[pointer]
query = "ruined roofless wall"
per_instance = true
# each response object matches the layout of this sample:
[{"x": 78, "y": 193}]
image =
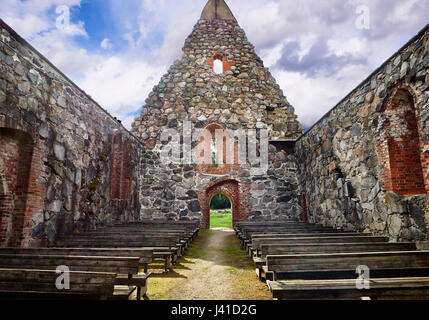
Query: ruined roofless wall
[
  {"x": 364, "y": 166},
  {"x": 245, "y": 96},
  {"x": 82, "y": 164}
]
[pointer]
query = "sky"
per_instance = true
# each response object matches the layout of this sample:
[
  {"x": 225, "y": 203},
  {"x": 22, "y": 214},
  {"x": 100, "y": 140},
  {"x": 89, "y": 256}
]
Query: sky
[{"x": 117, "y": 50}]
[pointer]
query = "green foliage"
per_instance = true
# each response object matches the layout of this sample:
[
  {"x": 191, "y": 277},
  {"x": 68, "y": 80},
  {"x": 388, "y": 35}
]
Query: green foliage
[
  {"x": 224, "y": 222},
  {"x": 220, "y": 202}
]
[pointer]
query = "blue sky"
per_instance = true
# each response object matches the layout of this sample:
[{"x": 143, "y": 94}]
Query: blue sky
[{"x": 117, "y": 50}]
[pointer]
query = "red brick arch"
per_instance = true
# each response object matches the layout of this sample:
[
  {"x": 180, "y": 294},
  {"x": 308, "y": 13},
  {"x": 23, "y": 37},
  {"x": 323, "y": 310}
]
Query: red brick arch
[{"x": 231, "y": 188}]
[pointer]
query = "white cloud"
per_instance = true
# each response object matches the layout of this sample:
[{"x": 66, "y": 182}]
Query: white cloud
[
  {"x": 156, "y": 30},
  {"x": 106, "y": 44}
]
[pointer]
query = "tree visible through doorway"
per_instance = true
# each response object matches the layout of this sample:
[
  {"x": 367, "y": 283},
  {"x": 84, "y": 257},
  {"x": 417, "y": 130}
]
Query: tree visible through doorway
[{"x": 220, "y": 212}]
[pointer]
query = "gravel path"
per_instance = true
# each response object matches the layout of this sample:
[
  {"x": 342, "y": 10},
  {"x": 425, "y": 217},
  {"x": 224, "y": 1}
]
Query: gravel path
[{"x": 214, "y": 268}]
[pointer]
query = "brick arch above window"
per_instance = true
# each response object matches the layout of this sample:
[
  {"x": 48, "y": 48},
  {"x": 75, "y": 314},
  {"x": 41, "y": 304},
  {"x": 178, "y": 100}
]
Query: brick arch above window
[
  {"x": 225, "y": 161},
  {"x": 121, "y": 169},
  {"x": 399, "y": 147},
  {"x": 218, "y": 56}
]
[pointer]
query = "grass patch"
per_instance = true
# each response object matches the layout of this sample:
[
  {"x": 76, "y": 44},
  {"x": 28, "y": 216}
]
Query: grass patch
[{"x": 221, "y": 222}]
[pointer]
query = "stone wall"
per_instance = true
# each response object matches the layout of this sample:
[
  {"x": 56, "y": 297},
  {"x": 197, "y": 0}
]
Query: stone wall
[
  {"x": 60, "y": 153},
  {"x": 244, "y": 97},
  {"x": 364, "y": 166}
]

---

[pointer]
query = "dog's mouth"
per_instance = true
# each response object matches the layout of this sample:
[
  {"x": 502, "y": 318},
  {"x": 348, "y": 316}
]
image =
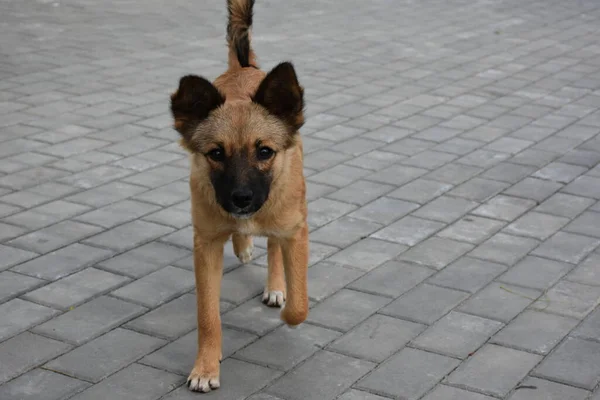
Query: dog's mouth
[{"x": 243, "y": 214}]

— Goal —
Show every line of the listing that contains the string "grass", treating uppercase and lowercase as different.

— Response —
query = "grass patch"
Query: grass patch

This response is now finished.